THE TASKS ▸
1. Translate this sentence from the passage on Vernadsky into Spanish: "He established his laboratory — really a small research institute — in Leningrad in 1926."
2. According to the passage on Vernadsky, why did he focus on biogeochemistry? Answer in one to three sentences.
3. Resume the passage on Vernadsky, writing on from the end of its last paragraph.

SOURCE TEXT ▸
In 1922, while studying and teaching in Paris, Vernadsky wrote “A plea for the establishment of a biogeochemical laboratory,” and sent it to scientific bodies in Europe and the United States, hoping to get international funding, but only the Soviet government responded positively. He established his laboratory — really a small research institute — in Leningrad in 1926.
Vernadsky’s focus on biogeochemistry — he created both the word and the science —reflected his conviction that the composition and principal characteristics of our planet could not be explained by geology and chemistry alone. “I realized,” he later wrote, “that the basis of geology lies in the chemical element — in the atom — and that living organisms play a prominent role, perhaps the leading one, in our natural environment — the biosphere.”
He summarized his views in 1926 in the pathbreaking book Biosfera (The Biosphere). Geologists had long recognized the existence of three “envelopes” surrounding the Earth’s crust — atmosphere (air), hydrosphere (water), and lithosphere (soil and rock). The biosphere was a fourth, “a specific, life-saturated envelope of the Earth’s crust,” comprising all living matter on Earth, and all parts of Earth where life exists, from the crust to the upper atmosphere. His argument was revolutionary in two major respects: it treated the entire planet as an object of study, and it identified life itself as a major factor in creating shaping the planet.
“No chemical force on Earth is more constant than living organisms taken in aggregate, none is more powerful in the long run. The more we learn, the more convinced we become that biospheric chemical phenomena never occur independent of life. …
“Life is, thus, potently and continuously disturbing the chemical inertia on the surface of our planet. It creates the colors and forms of nature, the associations of animals and plants, and the creative labor of civilized humanity. And also becomes a part of the diverse chemical processes of the Earth’s crust. There is no substantial chemical equilibrium on the crust in which the influence of life is not evident, and in which chemistry does not display life’s work.”

DATA SHOWN ▸
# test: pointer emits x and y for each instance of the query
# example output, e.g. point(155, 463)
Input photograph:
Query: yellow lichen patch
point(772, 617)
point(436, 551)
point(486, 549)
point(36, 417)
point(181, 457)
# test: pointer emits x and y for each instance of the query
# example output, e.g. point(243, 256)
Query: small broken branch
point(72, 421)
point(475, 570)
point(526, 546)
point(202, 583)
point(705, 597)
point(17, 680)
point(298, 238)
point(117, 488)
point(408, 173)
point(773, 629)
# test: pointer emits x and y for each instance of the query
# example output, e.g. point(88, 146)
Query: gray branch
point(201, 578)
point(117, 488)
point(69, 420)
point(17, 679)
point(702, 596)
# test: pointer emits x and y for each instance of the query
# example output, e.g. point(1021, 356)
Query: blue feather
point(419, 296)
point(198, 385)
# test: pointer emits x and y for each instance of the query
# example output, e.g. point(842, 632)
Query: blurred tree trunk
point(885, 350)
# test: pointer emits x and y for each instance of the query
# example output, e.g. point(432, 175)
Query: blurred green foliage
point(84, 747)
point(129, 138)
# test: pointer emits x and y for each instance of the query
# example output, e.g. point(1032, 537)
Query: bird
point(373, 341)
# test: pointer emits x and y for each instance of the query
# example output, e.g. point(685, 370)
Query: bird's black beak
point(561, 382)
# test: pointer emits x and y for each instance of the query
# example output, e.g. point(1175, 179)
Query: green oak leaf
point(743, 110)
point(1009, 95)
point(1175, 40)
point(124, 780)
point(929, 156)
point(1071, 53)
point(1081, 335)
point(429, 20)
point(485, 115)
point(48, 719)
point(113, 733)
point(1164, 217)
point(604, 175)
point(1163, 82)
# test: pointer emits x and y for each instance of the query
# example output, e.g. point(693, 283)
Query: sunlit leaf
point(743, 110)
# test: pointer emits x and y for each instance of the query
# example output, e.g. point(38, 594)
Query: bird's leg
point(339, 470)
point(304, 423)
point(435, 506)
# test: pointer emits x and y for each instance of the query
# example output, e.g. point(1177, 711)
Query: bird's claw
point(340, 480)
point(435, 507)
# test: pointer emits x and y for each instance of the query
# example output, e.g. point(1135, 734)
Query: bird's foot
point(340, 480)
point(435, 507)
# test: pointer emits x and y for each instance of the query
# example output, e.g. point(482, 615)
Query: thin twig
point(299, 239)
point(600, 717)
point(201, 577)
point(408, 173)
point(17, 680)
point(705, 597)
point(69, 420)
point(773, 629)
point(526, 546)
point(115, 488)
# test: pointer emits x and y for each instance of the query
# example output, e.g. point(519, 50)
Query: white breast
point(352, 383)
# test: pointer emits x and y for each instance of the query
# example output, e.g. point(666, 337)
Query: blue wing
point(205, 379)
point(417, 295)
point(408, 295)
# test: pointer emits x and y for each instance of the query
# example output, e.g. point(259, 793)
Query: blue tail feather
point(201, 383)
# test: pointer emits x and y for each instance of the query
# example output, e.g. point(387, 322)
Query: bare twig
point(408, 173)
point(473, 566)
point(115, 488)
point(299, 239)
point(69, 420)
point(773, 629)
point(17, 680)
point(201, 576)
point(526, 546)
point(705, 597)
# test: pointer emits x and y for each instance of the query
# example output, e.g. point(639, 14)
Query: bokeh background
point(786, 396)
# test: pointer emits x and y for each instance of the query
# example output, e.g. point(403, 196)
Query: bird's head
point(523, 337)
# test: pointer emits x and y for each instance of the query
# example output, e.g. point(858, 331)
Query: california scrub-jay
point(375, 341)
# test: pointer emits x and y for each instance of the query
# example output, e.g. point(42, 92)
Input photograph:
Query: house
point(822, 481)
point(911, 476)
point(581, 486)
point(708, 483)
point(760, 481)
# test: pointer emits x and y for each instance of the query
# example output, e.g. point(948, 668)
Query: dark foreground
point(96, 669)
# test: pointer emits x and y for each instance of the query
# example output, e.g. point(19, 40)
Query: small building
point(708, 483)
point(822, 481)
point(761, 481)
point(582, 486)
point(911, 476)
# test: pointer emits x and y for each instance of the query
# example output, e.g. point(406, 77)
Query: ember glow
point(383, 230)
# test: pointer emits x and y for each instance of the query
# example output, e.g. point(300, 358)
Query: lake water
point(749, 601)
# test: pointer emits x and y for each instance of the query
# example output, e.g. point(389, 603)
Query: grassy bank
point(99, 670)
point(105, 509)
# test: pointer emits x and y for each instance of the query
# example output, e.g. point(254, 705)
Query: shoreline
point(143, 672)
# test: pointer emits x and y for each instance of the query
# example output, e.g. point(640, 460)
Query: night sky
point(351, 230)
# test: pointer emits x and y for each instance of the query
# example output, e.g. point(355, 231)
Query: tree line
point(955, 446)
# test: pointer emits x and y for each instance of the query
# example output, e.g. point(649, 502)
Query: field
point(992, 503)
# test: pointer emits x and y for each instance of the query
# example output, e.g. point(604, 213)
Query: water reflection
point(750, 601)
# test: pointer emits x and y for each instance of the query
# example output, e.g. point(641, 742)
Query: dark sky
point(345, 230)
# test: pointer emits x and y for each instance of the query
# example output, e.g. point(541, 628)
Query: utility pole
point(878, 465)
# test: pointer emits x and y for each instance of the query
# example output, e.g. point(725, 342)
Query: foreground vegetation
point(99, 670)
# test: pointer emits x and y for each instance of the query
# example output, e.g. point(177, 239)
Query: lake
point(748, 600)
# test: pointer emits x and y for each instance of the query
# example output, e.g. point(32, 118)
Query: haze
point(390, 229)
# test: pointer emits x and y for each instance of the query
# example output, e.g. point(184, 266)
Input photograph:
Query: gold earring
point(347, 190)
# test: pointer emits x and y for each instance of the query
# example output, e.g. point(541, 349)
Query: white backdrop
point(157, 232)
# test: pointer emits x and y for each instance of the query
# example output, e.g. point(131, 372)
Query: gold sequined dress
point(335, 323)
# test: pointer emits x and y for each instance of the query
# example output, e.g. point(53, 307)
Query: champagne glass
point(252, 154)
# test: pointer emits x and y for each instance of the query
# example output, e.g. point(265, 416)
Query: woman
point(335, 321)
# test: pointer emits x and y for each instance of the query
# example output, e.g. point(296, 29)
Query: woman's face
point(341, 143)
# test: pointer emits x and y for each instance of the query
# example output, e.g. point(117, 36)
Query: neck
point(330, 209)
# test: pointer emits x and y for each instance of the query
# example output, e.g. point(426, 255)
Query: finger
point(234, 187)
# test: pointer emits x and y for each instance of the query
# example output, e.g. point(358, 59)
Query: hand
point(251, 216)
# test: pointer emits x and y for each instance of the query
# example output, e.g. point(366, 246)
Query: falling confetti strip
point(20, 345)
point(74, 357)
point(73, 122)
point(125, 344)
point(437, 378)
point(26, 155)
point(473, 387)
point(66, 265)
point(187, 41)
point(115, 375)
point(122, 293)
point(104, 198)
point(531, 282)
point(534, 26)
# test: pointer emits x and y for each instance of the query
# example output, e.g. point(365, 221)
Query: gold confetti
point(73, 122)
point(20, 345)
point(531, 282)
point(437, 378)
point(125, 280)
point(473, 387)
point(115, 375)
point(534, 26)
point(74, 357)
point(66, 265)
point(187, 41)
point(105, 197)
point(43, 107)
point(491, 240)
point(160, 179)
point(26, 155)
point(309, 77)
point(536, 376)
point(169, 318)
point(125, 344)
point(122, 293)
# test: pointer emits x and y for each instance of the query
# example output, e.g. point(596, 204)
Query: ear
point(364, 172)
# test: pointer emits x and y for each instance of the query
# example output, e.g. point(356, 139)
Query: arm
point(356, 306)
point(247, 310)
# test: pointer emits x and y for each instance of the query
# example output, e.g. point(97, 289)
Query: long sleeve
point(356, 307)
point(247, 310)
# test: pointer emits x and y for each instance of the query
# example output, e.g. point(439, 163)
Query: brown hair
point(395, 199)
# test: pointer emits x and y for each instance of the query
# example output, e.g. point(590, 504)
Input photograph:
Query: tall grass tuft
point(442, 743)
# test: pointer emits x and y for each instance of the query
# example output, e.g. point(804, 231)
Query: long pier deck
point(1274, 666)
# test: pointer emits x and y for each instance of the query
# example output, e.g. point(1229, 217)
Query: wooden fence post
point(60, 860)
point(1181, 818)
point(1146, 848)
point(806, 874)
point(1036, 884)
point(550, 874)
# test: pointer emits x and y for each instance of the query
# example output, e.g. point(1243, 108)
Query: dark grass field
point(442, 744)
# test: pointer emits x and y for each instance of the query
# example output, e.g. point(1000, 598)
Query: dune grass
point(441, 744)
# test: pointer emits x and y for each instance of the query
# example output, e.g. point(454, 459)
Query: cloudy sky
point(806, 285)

SET OF ANSWERS ▸
1. Estableció su laboratorio —en realidad, un pequeño instituto de investigación— en Leningrado en 1926.

2. Vernadsky focused on biogeochemistry because he was convinced that geology and chemistry alone could not explain the composition and principal characteristics of our planet. He had come to see the chemical element as the basis of geology. He also believed that living organisms play a prominent role in the natural environment, perhaps the leading one.

3.
He described organisms as “transformers” that use solar energy to power their metabolic relationships with the rest of the planet. “This transformation of energy can be considered as a property of living matter, its function in the biosphere.”
“The radiations that pour upon the Earth cause the biosphere to take on properties unknown to lifeless planetary surfaces, and thus transform the face of the Earth. Activated by radiation, the matter of the biosphere collects and redistributes solar energy, and converts it ultimately into free energy capable of doing work on Earth.
“The outer layer of the Earth must, therefore, not be considered as a region of matter alone but also as a region of energy and a source of transformation of the planet. To a great extent, exogenous cosmic forces shape the face of the Earth, and as a result, the biosphere differs historically from other parts of the planet. This biosphere plays an extraordinary planetary role.
“The biosphere is at least as much a creation of the sun as a result of terrestrial processes.”
He identified recycling as a central feature of global metabolism.
“The biosphere’s 1020 to 1021 grams of living matter is incessantly moving, decomposing, and reforming. The chief factor in this process is not growth, but multiplication. New generations, born at intervals ranging from tens of minutes to hundreds of years, renew the substances that have been incorporated into life.
“Because enormous amounts of living matter are created and decomposed every 24 hours, the quantity which exists at any moment is but an insignificant fraction of the total in a year.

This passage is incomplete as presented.